* **WHAT IS NEEDED**
Having found the line that holds "Target: man's hair", give that line and all lines after it again, word for word, through the end of the data below.
INFORMATION SHOWN START
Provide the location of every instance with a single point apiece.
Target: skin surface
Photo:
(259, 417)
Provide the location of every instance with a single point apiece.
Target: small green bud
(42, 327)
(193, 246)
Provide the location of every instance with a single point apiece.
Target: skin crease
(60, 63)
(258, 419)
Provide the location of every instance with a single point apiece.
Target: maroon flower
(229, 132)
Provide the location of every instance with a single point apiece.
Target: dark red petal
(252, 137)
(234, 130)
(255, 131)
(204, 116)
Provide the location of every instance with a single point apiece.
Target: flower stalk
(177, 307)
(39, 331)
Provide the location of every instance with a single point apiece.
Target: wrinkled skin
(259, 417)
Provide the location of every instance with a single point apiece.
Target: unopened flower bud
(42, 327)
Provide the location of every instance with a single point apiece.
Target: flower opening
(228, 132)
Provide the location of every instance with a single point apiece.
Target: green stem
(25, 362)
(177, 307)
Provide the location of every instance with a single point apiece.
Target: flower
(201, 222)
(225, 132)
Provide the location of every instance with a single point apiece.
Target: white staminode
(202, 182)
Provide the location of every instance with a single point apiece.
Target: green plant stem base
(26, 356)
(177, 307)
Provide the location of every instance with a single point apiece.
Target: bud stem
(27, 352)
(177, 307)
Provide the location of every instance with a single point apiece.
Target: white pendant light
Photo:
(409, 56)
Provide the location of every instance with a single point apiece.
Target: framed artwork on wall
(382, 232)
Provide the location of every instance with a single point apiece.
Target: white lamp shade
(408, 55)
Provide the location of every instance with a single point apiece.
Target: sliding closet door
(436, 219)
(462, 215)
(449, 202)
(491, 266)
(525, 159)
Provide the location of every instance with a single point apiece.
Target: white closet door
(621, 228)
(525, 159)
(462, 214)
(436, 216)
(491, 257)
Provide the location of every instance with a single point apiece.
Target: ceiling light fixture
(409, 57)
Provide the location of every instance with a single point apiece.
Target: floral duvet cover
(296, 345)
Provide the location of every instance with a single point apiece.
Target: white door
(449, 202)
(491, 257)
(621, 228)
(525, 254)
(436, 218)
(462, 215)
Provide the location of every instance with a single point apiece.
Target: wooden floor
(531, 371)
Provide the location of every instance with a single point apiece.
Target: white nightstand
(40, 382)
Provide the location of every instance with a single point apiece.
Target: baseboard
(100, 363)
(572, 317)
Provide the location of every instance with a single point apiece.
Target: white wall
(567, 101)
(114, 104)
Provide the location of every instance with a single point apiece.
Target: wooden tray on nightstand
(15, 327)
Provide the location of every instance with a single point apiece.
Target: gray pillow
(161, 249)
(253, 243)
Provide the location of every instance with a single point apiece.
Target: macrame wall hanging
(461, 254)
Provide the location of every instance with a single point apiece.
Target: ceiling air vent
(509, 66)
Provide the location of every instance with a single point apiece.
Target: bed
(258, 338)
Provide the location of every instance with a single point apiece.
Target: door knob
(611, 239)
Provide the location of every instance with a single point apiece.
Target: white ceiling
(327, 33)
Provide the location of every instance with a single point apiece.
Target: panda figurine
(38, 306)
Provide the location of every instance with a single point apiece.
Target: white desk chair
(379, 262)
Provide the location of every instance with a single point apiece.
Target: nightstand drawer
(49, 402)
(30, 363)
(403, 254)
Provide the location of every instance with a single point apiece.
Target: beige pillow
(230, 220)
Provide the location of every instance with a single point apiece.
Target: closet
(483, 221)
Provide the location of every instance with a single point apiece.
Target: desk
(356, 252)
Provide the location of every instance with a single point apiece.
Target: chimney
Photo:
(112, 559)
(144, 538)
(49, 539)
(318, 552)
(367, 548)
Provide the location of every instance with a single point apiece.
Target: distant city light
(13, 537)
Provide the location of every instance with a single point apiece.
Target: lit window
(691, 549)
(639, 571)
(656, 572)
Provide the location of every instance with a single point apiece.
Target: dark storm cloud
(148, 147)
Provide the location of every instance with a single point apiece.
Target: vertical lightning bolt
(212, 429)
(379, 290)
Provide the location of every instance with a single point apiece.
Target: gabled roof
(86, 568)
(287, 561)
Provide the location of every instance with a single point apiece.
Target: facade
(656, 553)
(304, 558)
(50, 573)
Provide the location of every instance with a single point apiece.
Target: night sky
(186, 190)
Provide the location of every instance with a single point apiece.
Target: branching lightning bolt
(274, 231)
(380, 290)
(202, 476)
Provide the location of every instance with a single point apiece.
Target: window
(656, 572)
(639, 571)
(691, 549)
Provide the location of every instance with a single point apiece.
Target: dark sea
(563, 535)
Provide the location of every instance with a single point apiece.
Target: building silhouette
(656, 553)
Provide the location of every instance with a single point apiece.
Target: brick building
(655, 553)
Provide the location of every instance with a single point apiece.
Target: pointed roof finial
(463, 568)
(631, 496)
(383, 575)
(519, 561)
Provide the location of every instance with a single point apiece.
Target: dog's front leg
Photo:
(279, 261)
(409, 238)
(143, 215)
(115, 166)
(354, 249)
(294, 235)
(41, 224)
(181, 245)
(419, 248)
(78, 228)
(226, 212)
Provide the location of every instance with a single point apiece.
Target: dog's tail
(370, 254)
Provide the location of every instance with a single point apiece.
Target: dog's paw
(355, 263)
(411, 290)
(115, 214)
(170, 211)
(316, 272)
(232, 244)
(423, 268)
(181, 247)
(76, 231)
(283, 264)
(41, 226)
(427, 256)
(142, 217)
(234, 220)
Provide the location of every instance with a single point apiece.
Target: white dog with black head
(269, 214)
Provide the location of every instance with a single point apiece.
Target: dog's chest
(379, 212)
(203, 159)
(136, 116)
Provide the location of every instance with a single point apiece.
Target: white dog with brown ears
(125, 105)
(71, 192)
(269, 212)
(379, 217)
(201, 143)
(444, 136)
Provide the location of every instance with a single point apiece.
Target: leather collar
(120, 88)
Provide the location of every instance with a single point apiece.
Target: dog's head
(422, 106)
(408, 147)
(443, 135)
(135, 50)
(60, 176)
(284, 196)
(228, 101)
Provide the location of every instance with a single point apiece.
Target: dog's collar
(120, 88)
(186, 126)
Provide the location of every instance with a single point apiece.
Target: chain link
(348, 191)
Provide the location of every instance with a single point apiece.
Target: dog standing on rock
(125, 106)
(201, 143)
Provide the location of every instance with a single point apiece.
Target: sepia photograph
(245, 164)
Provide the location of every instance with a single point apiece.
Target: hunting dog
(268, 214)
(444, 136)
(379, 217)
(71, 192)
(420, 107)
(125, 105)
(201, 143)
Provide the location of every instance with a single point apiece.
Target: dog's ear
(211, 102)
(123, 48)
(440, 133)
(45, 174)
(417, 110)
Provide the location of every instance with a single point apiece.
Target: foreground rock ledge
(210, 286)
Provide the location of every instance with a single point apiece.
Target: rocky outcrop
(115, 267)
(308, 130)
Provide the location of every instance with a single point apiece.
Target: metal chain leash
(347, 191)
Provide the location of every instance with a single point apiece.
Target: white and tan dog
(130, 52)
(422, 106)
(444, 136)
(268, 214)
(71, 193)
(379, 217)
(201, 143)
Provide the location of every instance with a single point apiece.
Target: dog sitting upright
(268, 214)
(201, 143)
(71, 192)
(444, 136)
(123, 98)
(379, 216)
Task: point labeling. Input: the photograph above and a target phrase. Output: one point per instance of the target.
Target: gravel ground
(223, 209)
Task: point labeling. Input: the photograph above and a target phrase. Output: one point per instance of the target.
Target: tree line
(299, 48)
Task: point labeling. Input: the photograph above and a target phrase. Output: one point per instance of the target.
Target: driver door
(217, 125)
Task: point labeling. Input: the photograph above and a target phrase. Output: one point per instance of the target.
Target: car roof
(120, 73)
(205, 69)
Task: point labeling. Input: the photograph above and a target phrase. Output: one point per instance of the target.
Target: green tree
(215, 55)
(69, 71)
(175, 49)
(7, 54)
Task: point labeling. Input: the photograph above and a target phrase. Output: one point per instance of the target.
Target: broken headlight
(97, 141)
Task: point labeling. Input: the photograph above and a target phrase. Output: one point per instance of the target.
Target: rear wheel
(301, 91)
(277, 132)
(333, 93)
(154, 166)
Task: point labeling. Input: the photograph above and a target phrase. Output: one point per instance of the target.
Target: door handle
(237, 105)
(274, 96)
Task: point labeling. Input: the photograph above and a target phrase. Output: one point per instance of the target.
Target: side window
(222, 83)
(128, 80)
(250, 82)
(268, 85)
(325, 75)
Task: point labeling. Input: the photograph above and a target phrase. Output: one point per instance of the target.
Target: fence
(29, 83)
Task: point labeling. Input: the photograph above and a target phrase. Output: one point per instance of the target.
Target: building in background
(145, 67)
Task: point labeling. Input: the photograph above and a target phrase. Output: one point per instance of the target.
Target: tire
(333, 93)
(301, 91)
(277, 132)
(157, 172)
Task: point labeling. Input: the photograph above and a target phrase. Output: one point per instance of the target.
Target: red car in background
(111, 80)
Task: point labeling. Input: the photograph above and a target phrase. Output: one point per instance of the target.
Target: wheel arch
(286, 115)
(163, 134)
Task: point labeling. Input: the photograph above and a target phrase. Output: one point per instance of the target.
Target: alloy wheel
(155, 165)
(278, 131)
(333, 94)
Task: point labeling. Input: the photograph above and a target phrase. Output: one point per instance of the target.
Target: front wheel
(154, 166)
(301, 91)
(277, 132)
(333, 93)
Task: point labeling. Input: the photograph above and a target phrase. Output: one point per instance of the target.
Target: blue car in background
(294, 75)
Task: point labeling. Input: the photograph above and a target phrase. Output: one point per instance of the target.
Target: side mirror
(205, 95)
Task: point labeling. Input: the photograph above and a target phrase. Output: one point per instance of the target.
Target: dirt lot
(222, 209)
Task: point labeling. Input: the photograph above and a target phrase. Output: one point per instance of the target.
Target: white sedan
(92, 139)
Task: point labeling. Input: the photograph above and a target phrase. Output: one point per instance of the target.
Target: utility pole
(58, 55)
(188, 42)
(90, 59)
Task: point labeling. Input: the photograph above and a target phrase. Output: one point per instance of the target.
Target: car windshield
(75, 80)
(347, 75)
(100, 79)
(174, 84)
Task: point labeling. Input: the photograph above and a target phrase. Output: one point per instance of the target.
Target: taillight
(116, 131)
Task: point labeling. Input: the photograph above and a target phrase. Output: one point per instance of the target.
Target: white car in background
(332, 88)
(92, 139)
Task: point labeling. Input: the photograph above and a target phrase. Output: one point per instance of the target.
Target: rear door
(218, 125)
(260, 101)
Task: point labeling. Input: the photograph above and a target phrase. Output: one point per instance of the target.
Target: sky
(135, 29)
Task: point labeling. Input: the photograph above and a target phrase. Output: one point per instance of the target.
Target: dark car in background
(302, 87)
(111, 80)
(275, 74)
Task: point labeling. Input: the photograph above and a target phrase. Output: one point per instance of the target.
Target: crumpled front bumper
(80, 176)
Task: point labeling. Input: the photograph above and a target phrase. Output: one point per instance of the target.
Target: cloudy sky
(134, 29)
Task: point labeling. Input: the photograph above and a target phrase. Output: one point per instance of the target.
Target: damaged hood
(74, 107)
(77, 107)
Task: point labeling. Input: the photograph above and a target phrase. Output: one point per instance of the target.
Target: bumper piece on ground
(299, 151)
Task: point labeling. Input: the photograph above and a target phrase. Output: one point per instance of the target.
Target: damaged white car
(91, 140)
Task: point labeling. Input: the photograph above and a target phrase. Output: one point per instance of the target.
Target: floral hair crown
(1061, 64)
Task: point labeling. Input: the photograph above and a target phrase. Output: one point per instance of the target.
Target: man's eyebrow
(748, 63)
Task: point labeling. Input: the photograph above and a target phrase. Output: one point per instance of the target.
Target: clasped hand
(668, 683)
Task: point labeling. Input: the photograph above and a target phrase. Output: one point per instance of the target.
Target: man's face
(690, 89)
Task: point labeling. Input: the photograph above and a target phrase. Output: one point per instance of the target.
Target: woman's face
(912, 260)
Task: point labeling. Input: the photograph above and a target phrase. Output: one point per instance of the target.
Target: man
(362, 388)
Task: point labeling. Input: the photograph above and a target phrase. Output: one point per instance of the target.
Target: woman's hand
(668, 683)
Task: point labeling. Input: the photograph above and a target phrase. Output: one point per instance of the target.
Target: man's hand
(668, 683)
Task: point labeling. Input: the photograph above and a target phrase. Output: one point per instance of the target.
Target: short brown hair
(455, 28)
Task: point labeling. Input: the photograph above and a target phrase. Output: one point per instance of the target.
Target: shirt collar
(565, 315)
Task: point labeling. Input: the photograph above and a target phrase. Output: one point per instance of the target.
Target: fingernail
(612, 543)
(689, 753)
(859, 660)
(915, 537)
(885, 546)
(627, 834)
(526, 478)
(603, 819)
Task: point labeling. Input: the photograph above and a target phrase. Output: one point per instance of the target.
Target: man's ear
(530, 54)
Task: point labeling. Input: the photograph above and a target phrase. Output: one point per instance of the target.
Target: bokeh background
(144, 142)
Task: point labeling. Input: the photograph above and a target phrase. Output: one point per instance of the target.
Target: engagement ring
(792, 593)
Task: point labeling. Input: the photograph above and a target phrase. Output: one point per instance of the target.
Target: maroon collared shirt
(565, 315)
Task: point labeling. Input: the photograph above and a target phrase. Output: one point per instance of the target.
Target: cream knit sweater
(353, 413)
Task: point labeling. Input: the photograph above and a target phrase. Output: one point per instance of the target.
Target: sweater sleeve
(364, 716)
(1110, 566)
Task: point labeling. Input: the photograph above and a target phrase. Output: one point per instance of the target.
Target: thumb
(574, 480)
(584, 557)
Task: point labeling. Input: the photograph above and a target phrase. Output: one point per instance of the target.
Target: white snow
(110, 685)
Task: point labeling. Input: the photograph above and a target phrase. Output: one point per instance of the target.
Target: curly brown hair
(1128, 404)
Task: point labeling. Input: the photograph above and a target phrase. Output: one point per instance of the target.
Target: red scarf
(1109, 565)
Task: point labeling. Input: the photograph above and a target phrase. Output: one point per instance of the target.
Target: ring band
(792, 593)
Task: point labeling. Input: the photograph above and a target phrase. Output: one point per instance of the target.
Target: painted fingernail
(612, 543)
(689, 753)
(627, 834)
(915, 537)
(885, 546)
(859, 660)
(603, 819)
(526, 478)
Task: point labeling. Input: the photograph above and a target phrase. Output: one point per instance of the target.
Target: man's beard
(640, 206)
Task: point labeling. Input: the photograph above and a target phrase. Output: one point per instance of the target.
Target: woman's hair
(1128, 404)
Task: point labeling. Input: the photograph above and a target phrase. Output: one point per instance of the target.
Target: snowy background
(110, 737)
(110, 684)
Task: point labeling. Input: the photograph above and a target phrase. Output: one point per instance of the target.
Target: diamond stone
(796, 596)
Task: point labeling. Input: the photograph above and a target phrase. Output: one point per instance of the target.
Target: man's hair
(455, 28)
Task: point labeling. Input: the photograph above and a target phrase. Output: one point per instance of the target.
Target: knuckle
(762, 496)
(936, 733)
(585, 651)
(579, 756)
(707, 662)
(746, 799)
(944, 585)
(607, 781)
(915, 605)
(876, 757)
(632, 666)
INFORMATION SHOWN END
* **RESULT**
Target: man's hair
(455, 28)
Task: point labeling. Input: the photograph above and a target phrase. Output: one point per instance of the target.
Target: knuckle
(762, 496)
(936, 733)
(585, 651)
(579, 756)
(707, 662)
(746, 799)
(944, 585)
(607, 781)
(915, 605)
(876, 757)
(632, 666)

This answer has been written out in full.